■ SOURCE PASSAGE ■
--------------------------------------------------

| > how does a "tool" which constantly change its behaviour deserve being called a tool at all? Let's go with blast furnaces. They're definitely tools. They change over time - a team might constantly run one for twenty years but still need to monitor and adjust how they use it as the furnace itself changes behavior due to wear and tear (I think they call this "drift".) The same is true of plenty of other tools - pottery kilns, cast iron pans, knife sharpening stones. Expert tool users frequently use tools that change over time and need to be monitored and adjusted. I do think dogs and horses other animal tools remain an excellent example here as well. They're unpredictable and you have to constantly adapt to their latest behaviors. I agree that LLMs are unpredictable in that they are non-deterministic by nature. I also think that this is something you can learn to account for as you build experience. I just fed this prompt to Claude Code: Add to_text() and to_markdown() features to justhtml.html - for the whole document or for CSS selectors against it
Consult a fresh clone of the justhtml Python library (in /tmp) if you need to
It did exactly what I expected it would do, based on my hundred of previous similar interventions with that tool: https://github.com/simonw/tools/pull/162 |
Now let's make the analogy more accurate: let's imagine the blast furnace often ignores the operator controls, and just did what it "wanted" instead. Additionally, there are no gauges and there is no telemetry you can trust (it might have some that can the furnace will occasionally falsify, but you won't know when it's doing that).

--------------------------------------------------

■ PROVIDED MATERIAL ■
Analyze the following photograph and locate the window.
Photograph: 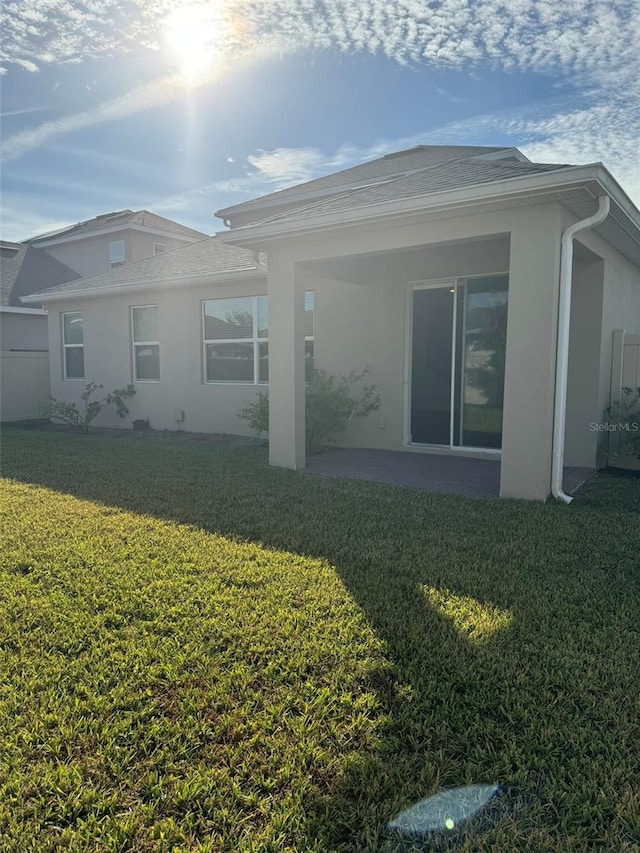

--------------------------------------------------

■ EXERCISE ■
In the forum thread above, which two features did the prompt fed to Claude Code ask to add to justhtml.html?

■ EXERCISE OUTPUT ■
to_text() and to_markdown()